Please copy, with no word changed, only the run of lines that opens with the line containing "point: one pixel per instance, each like <point>979,505</point>." and closes with the last line below.

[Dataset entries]
BEGIN

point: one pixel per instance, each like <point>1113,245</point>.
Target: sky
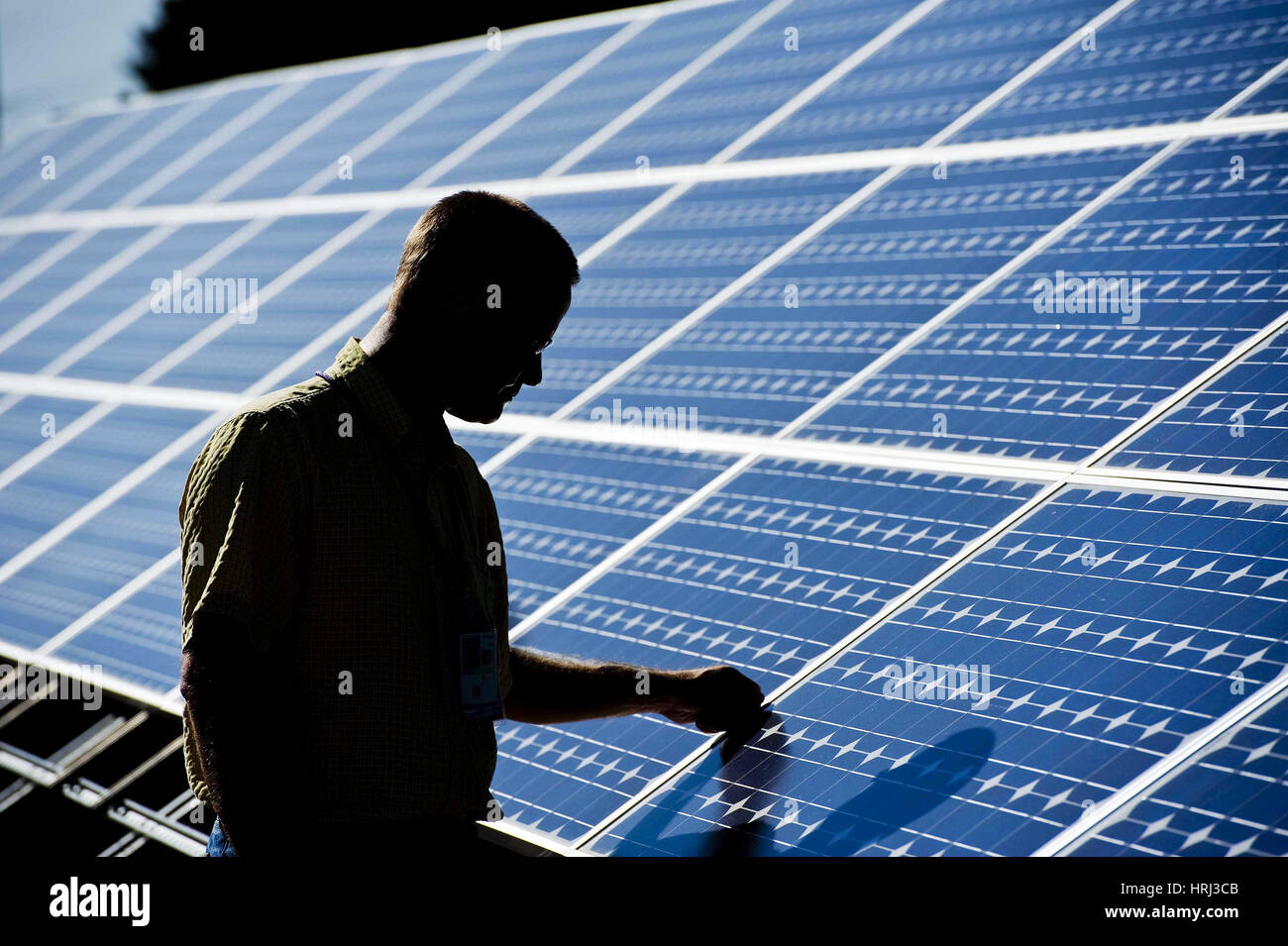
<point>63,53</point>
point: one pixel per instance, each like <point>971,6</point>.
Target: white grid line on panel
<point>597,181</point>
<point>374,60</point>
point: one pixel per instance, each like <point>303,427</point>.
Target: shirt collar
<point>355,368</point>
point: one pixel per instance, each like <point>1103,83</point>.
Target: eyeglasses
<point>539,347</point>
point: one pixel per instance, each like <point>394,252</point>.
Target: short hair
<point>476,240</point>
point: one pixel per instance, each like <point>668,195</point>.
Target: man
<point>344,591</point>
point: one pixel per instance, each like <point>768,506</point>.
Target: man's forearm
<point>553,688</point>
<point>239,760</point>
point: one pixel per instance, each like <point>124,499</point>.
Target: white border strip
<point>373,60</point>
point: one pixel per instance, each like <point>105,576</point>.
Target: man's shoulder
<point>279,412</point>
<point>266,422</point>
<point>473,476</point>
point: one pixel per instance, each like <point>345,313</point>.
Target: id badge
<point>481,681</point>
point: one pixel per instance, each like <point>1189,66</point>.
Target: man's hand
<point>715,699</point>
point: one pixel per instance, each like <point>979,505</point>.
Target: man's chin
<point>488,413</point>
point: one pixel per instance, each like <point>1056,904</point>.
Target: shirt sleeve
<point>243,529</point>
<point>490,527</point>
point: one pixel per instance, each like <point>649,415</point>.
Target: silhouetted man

END

Solved exercise:
point: one pixel per instance, each like <point>979,505</point>.
Target: man's chin
<point>488,413</point>
point: one pixel per instance, each like <point>1056,904</point>.
Target: shirt sleeve
<point>243,529</point>
<point>490,527</point>
point: one pixel per instance, each like <point>649,415</point>.
Target: silhouetted man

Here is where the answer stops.